-- BEGIN DOCUMENT TEXT --

# WPSL in SoCal?



## Simisoccerfan (Apr 12, 2021)

What happened? Can’t find any team list for SoCal or San Diego.


----------



## Soccerfan2 (Apr 12, 2021)

That’s weird. Wonder if the website is still being updated with everything and it’s just not there yet?


----------



## outside! (Apr 13, 2021)

WPSL website has always been a bit flaky. Low budget, probably run by a changing cast of volunteers.


----------



## gkrent (Apr 13, 2021)

I see a list of teams in the socal conferences, but no rosters, etc.  Probably because those are managed by the individual teams and are required to be uploaded until the start of conference play.   Are they even playing WPSL this season in SoCal?


----------



## Kicker4Life (Apr 13, 2021)

gkrent said:


> Are they even playing WPSL this season in SoCal?


That’s the $64,000 question!


----------



## Soccer43 (Apr 13, 2021)

They have been slowly updating the website as schedules and conferences get confirmed.


----------



## Simisoccerfan (Apr 14, 2021)

I checked possible teams websites and each has nothing about WPSL for this year shown.


----------



## Dubs (Apr 15, 2021)

Simisoccerfan said:


> I checked possible teams websites and each has nothing about WPSL for this year shown.

-- END DOCUMENT TEXT --
-- BEGIN PROVIDED INFORMATION --

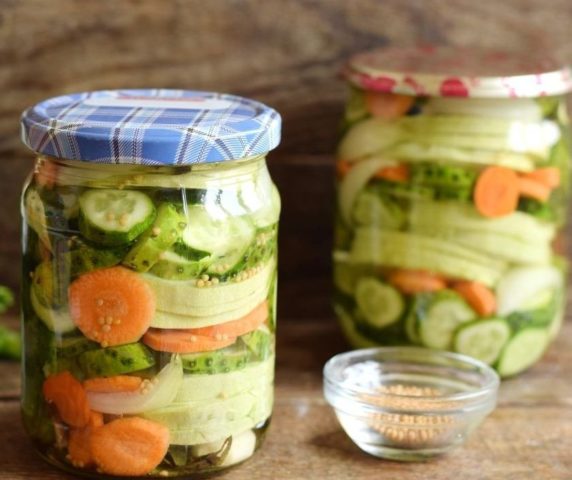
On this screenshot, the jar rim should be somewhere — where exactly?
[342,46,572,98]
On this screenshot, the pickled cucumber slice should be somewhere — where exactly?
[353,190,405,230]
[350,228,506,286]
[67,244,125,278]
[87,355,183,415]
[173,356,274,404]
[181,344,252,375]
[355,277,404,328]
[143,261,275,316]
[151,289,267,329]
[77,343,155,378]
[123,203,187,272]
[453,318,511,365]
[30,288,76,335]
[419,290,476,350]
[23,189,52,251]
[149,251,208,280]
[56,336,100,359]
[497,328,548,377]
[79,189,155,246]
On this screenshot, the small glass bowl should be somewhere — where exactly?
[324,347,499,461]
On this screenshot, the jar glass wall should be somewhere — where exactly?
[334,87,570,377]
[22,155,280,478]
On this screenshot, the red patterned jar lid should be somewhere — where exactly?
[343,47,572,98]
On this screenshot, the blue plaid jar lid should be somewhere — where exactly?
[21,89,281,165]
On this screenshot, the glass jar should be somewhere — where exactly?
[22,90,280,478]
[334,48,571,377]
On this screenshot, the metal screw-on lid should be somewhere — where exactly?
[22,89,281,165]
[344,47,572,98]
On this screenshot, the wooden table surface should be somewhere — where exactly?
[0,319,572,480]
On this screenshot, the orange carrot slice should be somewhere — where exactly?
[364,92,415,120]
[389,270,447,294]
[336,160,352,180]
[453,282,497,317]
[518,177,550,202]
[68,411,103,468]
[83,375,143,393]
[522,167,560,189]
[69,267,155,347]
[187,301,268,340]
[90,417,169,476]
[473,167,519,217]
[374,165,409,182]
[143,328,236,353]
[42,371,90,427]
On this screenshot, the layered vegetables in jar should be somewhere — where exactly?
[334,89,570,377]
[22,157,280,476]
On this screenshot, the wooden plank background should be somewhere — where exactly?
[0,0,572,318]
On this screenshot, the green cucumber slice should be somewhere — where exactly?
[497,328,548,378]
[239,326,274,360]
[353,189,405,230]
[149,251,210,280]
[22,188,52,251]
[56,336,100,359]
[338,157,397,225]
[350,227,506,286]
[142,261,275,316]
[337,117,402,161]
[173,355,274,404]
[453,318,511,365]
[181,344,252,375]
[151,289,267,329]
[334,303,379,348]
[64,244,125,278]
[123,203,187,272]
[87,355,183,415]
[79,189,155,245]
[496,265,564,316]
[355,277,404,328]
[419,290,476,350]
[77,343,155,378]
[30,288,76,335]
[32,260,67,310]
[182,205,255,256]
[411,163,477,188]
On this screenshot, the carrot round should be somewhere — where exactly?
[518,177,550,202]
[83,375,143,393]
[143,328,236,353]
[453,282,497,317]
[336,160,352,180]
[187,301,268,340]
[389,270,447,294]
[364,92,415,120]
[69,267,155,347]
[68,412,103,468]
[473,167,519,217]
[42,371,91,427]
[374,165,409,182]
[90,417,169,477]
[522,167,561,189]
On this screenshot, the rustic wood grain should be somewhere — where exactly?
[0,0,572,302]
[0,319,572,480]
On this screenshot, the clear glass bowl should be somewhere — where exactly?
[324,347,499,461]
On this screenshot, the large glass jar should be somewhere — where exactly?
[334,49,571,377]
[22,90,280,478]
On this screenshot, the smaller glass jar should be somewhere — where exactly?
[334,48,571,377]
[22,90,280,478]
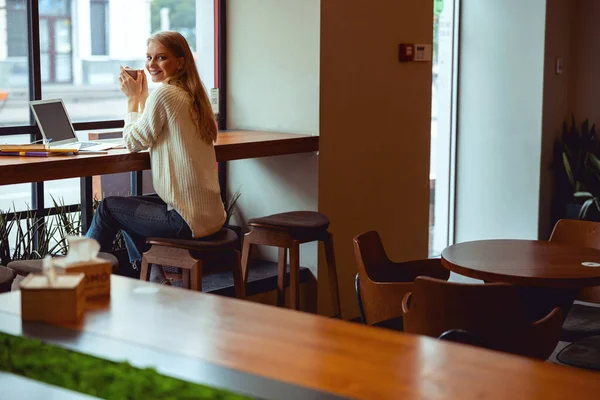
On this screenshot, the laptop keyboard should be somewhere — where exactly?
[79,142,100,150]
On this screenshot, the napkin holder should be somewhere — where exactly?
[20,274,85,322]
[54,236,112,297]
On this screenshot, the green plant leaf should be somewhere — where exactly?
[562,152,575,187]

-- END PROVIDED INFORMATION --
-- BEGIN PROVIDED INFORMATION --

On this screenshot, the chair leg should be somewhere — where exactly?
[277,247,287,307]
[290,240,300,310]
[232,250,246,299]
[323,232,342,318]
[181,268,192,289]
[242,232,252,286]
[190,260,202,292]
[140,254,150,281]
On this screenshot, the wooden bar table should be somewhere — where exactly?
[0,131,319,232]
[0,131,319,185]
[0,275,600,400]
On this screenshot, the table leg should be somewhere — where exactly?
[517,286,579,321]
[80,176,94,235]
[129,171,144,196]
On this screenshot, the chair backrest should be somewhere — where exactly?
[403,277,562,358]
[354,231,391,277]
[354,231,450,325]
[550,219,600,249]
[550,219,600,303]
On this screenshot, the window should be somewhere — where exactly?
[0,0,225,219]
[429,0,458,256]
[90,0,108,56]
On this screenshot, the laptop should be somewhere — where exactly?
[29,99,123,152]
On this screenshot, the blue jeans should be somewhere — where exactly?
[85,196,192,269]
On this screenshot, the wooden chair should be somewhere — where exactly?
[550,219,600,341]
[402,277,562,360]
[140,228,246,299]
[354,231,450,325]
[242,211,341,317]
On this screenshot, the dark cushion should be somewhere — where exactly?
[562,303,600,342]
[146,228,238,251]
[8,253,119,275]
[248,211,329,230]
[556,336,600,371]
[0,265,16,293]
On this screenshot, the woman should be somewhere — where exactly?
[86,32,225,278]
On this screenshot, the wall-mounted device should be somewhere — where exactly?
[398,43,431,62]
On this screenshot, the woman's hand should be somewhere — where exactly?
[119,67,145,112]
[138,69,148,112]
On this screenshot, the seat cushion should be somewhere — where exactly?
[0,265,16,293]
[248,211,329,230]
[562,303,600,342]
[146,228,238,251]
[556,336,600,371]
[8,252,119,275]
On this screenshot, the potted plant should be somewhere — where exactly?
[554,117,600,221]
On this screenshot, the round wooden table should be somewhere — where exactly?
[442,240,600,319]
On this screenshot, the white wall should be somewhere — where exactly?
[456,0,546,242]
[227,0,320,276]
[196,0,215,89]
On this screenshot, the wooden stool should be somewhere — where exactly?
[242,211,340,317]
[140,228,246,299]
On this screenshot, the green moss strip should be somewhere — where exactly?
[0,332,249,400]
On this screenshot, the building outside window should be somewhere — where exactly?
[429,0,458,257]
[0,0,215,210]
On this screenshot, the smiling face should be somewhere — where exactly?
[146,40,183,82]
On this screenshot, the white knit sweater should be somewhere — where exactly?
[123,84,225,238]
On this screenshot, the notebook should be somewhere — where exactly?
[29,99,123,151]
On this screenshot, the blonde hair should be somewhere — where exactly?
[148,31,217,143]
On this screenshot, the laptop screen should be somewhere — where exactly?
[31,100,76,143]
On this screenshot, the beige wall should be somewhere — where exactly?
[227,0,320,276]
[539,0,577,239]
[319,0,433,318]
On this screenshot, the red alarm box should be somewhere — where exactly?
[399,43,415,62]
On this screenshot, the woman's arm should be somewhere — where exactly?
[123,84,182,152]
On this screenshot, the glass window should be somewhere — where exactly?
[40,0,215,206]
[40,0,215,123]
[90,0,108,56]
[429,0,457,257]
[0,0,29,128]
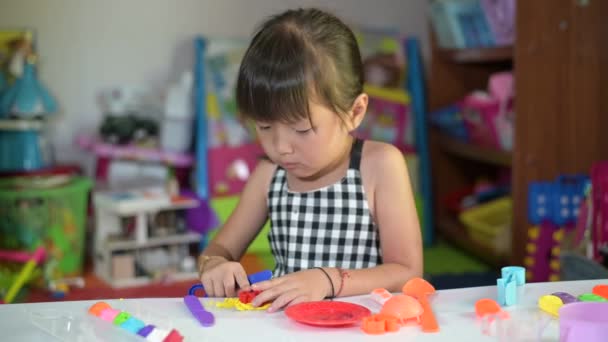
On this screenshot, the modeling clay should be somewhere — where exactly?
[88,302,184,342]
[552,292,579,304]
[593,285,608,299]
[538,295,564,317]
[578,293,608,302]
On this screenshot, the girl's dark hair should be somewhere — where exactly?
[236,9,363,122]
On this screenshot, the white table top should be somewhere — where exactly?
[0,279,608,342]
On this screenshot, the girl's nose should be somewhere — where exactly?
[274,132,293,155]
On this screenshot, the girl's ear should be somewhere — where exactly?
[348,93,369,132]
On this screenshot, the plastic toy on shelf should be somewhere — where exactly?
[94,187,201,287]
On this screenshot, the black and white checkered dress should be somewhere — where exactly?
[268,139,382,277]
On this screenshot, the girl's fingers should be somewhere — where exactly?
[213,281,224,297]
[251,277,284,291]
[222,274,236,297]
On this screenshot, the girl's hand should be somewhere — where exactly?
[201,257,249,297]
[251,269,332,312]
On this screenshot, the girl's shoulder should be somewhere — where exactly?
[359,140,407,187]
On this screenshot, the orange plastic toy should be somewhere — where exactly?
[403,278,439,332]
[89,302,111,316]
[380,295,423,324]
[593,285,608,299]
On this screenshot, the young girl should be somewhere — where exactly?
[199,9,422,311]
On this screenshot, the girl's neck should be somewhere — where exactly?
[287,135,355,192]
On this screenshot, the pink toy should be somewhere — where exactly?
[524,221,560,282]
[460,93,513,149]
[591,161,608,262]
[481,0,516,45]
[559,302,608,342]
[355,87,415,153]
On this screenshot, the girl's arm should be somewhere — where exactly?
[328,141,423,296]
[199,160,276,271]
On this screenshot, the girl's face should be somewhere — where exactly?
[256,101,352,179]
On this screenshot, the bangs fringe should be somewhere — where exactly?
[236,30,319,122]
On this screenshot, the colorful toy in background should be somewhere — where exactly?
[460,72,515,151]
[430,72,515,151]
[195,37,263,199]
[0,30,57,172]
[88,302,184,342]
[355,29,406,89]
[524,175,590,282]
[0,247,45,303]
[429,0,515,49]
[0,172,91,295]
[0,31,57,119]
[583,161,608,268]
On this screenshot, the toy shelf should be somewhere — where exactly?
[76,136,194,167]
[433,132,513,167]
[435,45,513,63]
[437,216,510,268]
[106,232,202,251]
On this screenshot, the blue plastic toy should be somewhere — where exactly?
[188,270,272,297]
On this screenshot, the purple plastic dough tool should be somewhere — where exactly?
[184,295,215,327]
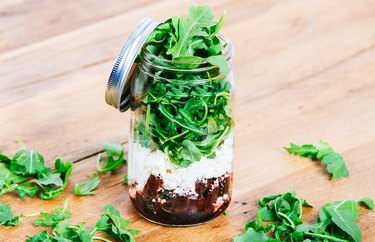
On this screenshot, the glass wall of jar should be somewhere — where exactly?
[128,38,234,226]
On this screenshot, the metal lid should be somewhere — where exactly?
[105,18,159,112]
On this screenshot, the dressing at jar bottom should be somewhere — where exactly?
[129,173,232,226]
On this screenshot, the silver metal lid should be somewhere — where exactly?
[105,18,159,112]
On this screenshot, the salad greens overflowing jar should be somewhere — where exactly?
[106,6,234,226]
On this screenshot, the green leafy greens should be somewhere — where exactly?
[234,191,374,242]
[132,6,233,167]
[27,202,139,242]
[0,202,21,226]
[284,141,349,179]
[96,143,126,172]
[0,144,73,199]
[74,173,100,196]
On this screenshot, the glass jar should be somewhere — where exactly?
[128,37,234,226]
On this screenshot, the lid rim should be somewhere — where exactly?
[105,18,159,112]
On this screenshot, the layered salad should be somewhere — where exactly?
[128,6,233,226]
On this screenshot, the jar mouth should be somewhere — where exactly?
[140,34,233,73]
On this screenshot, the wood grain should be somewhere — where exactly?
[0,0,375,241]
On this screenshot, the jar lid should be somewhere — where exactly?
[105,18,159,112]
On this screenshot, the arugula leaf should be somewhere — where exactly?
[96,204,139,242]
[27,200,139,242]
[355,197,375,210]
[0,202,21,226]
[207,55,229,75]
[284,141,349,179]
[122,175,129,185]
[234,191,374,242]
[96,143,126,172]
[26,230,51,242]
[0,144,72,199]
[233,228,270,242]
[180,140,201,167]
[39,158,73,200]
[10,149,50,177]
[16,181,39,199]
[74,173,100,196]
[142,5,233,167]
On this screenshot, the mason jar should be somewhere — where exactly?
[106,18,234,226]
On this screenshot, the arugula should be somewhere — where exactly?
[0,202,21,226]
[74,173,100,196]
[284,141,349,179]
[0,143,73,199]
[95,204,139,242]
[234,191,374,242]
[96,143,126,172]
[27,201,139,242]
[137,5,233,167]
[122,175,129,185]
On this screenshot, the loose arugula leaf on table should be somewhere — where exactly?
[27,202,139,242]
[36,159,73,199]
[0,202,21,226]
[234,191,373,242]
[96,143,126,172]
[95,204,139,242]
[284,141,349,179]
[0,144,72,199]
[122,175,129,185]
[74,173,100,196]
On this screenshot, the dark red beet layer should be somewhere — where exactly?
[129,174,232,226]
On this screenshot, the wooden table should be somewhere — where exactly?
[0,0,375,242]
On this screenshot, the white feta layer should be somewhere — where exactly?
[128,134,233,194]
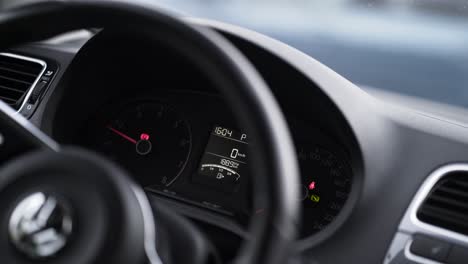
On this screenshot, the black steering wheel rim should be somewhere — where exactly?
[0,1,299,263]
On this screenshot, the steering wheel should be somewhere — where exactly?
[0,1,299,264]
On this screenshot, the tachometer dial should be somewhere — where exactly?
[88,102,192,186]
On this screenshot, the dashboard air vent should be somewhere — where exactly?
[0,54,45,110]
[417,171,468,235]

-- END PROVIDED INFORMATION --

- BRIEF
Copy the passage of the WPSL forum thread that begins at the words "## outside! (Apr" and stops after "gkrent (Apr 13, 2021)". The records play no part in this work.

- RESULT OF THE TASK
## outside! (Apr 13, 2021)

WPSL website has always been a bit flaky. Low budget, probably run by a changing cast of volunteers.


----------



## gkrent (Apr 13, 2021)